● Aim of the task
Reproduce every line from the start of the items down to the line containing "[189,193,791,598]", adding 108 to each number in the bounding-box coordinates and leaving all other lines unchanged.

— start of Listed entries —

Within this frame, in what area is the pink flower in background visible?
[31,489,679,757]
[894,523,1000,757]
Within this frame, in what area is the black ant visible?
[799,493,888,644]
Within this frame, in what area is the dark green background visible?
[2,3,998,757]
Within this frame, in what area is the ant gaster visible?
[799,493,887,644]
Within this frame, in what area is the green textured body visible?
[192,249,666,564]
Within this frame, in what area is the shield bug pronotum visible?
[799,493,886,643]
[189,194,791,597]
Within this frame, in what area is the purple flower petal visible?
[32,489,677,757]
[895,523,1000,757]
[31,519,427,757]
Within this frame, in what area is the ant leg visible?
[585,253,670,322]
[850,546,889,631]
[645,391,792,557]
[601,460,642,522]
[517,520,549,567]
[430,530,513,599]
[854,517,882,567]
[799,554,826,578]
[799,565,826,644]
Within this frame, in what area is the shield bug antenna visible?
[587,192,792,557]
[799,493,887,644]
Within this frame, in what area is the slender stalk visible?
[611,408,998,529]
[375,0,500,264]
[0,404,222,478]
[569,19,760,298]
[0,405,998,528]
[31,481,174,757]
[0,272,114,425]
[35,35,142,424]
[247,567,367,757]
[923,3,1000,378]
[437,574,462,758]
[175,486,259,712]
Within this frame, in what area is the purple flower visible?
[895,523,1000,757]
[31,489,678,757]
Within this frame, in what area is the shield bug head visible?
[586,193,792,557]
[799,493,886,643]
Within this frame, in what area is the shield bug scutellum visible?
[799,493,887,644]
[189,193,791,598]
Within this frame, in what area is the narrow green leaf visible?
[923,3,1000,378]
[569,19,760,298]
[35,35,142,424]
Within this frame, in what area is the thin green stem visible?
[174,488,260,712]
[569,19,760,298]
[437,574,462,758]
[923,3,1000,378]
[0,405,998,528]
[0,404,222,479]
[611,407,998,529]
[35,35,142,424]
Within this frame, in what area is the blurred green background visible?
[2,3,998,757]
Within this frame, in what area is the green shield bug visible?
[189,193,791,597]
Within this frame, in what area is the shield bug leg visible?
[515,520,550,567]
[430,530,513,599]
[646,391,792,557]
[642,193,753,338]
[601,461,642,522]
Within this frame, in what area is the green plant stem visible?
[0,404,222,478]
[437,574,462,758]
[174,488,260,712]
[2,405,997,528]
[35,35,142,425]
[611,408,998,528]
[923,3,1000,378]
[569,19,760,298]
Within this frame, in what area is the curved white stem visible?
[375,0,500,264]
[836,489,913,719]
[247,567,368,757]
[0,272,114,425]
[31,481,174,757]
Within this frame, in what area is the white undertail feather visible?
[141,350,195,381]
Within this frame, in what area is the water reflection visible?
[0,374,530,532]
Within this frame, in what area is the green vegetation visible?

— end of Listed entries —

● Right answer
Within this frame, in what area is the pink flower in background visible?
[139,597,787,865]
[1002,631,1108,865]
Within this frame, in what area is the black ant visible?
[907,601,996,752]
Within this frame, in what area is the dark green background visible?
[110,111,1106,865]
Within this frame, in what area is the ant gaster visible?
[907,601,995,752]
Within this frame, in what area is the green textured body visible?
[300,357,774,672]
Within this frame, in what area is the shield bug pronotum visible?
[907,601,994,751]
[297,302,899,705]
Within this frame, in what area is the purple flower petal visible?
[140,597,785,865]
[1003,631,1108,865]
[139,627,535,865]
Within this frame, in what area is the ant leg visible?
[693,361,778,430]
[958,654,997,739]
[753,499,900,665]
[709,568,750,630]
[625,628,657,675]
[538,638,621,707]
[962,625,990,675]
[907,662,934,686]
[907,673,934,752]
Within this frame, in what area is the shield bug antenna visible?
[695,300,900,665]
[907,601,995,752]
Within this frame, in what area is the slender stalk visible?
[719,516,1106,637]
[483,108,608,372]
[108,512,330,586]
[677,127,868,406]
[108,513,1106,636]
[139,589,282,865]
[108,380,222,533]
[143,143,250,532]
[355,675,475,865]
[1031,111,1108,486]
[545,682,570,866]
[283,594,367,820]
Within this frame, in what area is the purple flower visible?
[1003,631,1108,865]
[139,597,786,865]
Within this frame, in what area is the shield bug head visible?
[694,301,900,665]
[907,601,994,751]
Within this frame, in what area is the shield bug scutellum visible?
[907,601,995,752]
[297,301,899,706]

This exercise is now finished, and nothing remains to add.